Start of Record set
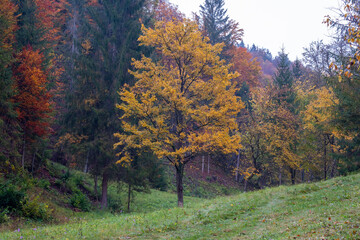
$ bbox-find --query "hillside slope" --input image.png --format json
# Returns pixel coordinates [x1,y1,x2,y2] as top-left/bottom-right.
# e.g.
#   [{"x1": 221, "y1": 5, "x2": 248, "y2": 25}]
[{"x1": 0, "y1": 174, "x2": 360, "y2": 240}]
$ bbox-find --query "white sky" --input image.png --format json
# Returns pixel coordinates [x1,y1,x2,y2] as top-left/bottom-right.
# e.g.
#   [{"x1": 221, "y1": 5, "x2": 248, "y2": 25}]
[{"x1": 170, "y1": 0, "x2": 339, "y2": 60}]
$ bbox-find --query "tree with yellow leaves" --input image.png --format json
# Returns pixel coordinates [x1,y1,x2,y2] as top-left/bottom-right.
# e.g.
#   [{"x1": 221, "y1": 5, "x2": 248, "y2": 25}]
[{"x1": 114, "y1": 20, "x2": 244, "y2": 207}]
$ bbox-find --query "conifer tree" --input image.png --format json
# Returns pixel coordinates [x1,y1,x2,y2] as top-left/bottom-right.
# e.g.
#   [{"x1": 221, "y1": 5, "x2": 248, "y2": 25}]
[
  {"x1": 63, "y1": 0, "x2": 147, "y2": 208},
  {"x1": 200, "y1": 0, "x2": 243, "y2": 48},
  {"x1": 115, "y1": 20, "x2": 244, "y2": 207}
]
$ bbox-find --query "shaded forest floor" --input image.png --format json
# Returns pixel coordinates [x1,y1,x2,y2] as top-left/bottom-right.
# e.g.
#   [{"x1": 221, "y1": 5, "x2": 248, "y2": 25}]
[{"x1": 0, "y1": 170, "x2": 360, "y2": 240}]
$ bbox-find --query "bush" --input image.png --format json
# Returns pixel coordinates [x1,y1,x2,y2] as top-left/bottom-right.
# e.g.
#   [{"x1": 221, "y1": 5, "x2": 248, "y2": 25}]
[
  {"x1": 0, "y1": 208, "x2": 10, "y2": 224},
  {"x1": 22, "y1": 197, "x2": 50, "y2": 220},
  {"x1": 108, "y1": 196, "x2": 124, "y2": 213},
  {"x1": 0, "y1": 183, "x2": 26, "y2": 211},
  {"x1": 70, "y1": 192, "x2": 91, "y2": 212}
]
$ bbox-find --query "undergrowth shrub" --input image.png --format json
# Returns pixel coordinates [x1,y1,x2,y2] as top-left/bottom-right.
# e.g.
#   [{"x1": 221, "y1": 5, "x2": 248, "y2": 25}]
[
  {"x1": 37, "y1": 179, "x2": 51, "y2": 190},
  {"x1": 22, "y1": 197, "x2": 51, "y2": 220},
  {"x1": 0, "y1": 183, "x2": 26, "y2": 211},
  {"x1": 0, "y1": 208, "x2": 10, "y2": 224},
  {"x1": 70, "y1": 192, "x2": 91, "y2": 212}
]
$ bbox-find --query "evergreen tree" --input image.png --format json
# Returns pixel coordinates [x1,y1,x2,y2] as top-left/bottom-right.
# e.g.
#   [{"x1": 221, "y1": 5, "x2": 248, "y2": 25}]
[
  {"x1": 64, "y1": 0, "x2": 146, "y2": 208},
  {"x1": 274, "y1": 49, "x2": 294, "y2": 89},
  {"x1": 200, "y1": 0, "x2": 243, "y2": 48}
]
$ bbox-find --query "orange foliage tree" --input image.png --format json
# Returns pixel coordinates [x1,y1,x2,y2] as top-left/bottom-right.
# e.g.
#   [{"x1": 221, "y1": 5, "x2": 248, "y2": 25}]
[
  {"x1": 115, "y1": 20, "x2": 244, "y2": 207},
  {"x1": 13, "y1": 47, "x2": 51, "y2": 167}
]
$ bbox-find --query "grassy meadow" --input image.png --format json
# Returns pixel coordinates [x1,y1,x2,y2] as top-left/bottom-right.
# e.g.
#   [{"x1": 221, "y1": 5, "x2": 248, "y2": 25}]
[{"x1": 0, "y1": 174, "x2": 360, "y2": 240}]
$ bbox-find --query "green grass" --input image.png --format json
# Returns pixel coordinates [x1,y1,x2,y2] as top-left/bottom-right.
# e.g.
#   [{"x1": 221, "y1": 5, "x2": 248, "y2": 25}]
[{"x1": 0, "y1": 174, "x2": 360, "y2": 240}]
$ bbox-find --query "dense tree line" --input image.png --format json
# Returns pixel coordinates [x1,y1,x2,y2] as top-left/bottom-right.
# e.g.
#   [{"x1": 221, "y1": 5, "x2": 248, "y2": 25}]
[{"x1": 0, "y1": 0, "x2": 360, "y2": 208}]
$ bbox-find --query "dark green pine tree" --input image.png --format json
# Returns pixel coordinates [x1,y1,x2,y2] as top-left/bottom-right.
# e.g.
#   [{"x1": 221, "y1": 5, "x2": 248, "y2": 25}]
[
  {"x1": 273, "y1": 48, "x2": 299, "y2": 184},
  {"x1": 292, "y1": 59, "x2": 303, "y2": 79},
  {"x1": 63, "y1": 0, "x2": 147, "y2": 208},
  {"x1": 274, "y1": 49, "x2": 294, "y2": 89},
  {"x1": 273, "y1": 49, "x2": 295, "y2": 107},
  {"x1": 200, "y1": 0, "x2": 242, "y2": 49}
]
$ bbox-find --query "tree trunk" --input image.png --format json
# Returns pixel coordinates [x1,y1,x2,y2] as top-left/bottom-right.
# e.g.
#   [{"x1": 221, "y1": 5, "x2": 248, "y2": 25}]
[
  {"x1": 301, "y1": 169, "x2": 305, "y2": 183},
  {"x1": 21, "y1": 137, "x2": 26, "y2": 169},
  {"x1": 201, "y1": 155, "x2": 205, "y2": 174},
  {"x1": 279, "y1": 168, "x2": 282, "y2": 186},
  {"x1": 235, "y1": 149, "x2": 240, "y2": 182},
  {"x1": 84, "y1": 150, "x2": 90, "y2": 173},
  {"x1": 208, "y1": 155, "x2": 210, "y2": 174},
  {"x1": 330, "y1": 158, "x2": 337, "y2": 178},
  {"x1": 324, "y1": 137, "x2": 327, "y2": 180},
  {"x1": 31, "y1": 151, "x2": 37, "y2": 173},
  {"x1": 175, "y1": 163, "x2": 184, "y2": 207},
  {"x1": 128, "y1": 184, "x2": 131, "y2": 212},
  {"x1": 290, "y1": 168, "x2": 296, "y2": 185},
  {"x1": 94, "y1": 175, "x2": 99, "y2": 201},
  {"x1": 101, "y1": 171, "x2": 109, "y2": 209}
]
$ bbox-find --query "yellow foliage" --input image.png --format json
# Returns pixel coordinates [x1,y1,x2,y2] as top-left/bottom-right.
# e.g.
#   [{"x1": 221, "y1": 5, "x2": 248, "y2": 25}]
[{"x1": 114, "y1": 20, "x2": 244, "y2": 164}]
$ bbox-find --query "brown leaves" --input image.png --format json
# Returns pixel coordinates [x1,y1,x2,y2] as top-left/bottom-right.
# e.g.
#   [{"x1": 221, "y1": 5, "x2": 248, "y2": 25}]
[
  {"x1": 115, "y1": 20, "x2": 244, "y2": 163},
  {"x1": 13, "y1": 47, "x2": 52, "y2": 137}
]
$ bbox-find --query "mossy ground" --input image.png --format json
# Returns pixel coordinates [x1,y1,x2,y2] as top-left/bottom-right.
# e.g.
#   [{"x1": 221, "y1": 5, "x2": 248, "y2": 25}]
[{"x1": 0, "y1": 174, "x2": 360, "y2": 240}]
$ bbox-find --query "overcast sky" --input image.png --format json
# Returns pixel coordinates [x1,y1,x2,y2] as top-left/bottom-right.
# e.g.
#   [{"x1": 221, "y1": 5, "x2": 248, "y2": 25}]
[{"x1": 170, "y1": 0, "x2": 339, "y2": 60}]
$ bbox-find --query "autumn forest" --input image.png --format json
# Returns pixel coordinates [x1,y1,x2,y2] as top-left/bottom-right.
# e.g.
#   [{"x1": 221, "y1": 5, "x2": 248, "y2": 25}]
[{"x1": 0, "y1": 0, "x2": 360, "y2": 235}]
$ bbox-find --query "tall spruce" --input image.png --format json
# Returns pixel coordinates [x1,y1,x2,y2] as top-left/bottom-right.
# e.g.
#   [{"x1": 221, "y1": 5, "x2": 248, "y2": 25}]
[{"x1": 64, "y1": 0, "x2": 146, "y2": 208}]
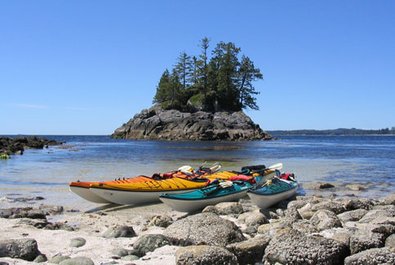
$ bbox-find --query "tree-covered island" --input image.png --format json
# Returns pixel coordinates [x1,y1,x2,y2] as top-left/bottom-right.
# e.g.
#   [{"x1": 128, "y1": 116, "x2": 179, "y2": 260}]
[
  {"x1": 112, "y1": 38, "x2": 271, "y2": 140},
  {"x1": 154, "y1": 38, "x2": 263, "y2": 112}
]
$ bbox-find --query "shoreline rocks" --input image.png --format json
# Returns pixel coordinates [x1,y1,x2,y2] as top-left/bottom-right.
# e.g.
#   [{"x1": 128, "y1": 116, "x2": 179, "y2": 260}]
[
  {"x1": 0, "y1": 136, "x2": 63, "y2": 159},
  {"x1": 0, "y1": 191, "x2": 395, "y2": 265},
  {"x1": 112, "y1": 105, "x2": 272, "y2": 141}
]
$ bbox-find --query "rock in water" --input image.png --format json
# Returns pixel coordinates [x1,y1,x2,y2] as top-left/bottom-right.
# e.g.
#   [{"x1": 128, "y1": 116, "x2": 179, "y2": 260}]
[
  {"x1": 163, "y1": 210, "x2": 245, "y2": 246},
  {"x1": 133, "y1": 234, "x2": 170, "y2": 257},
  {"x1": 103, "y1": 226, "x2": 136, "y2": 238},
  {"x1": 112, "y1": 105, "x2": 271, "y2": 140},
  {"x1": 176, "y1": 245, "x2": 238, "y2": 265},
  {"x1": 0, "y1": 238, "x2": 41, "y2": 261}
]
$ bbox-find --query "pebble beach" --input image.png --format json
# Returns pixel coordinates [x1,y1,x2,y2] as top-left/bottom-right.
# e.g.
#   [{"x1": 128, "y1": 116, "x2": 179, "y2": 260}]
[{"x1": 0, "y1": 189, "x2": 395, "y2": 264}]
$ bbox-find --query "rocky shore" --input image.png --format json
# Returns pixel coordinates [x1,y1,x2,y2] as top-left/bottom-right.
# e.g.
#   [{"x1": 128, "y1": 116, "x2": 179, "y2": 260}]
[
  {"x1": 0, "y1": 136, "x2": 62, "y2": 158},
  {"x1": 112, "y1": 105, "x2": 271, "y2": 141},
  {"x1": 0, "y1": 191, "x2": 395, "y2": 265}
]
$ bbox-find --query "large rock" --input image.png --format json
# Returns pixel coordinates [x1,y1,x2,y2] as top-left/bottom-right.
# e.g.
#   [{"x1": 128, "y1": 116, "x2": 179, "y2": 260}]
[
  {"x1": 337, "y1": 209, "x2": 368, "y2": 223},
  {"x1": 310, "y1": 210, "x2": 342, "y2": 231},
  {"x1": 226, "y1": 236, "x2": 270, "y2": 264},
  {"x1": 344, "y1": 245, "x2": 395, "y2": 265},
  {"x1": 59, "y1": 257, "x2": 95, "y2": 265},
  {"x1": 350, "y1": 230, "x2": 385, "y2": 254},
  {"x1": 133, "y1": 234, "x2": 170, "y2": 257},
  {"x1": 385, "y1": 234, "x2": 395, "y2": 249},
  {"x1": 237, "y1": 208, "x2": 269, "y2": 228},
  {"x1": 163, "y1": 210, "x2": 245, "y2": 246},
  {"x1": 263, "y1": 229, "x2": 349, "y2": 265},
  {"x1": 0, "y1": 238, "x2": 41, "y2": 261},
  {"x1": 112, "y1": 105, "x2": 271, "y2": 140},
  {"x1": 202, "y1": 202, "x2": 243, "y2": 215},
  {"x1": 176, "y1": 245, "x2": 238, "y2": 265},
  {"x1": 103, "y1": 226, "x2": 136, "y2": 238}
]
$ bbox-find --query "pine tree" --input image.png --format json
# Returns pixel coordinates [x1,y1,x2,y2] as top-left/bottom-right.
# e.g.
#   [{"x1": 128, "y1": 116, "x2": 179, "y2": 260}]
[
  {"x1": 237, "y1": 55, "x2": 263, "y2": 110},
  {"x1": 212, "y1": 42, "x2": 241, "y2": 111},
  {"x1": 174, "y1": 52, "x2": 193, "y2": 89}
]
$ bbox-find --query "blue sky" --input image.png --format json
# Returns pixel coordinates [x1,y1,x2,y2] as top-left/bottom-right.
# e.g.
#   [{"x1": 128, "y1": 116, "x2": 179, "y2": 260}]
[{"x1": 0, "y1": 0, "x2": 395, "y2": 134}]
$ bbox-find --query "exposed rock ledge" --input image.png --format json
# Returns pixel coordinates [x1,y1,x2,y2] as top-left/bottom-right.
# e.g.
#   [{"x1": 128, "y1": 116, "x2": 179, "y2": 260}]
[{"x1": 112, "y1": 105, "x2": 272, "y2": 141}]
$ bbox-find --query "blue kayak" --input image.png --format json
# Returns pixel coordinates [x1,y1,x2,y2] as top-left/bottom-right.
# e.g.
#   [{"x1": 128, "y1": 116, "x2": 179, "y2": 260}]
End of Record set
_Your goal_.
Pick out every line in the rows above that contains the word "yellow" and copy each one.

_Exercise output_.
$ bbox-find --query "tree with yellow leaves" --input image.png --format json
$ bbox-find --query "yellow foliage" --input image.png --format json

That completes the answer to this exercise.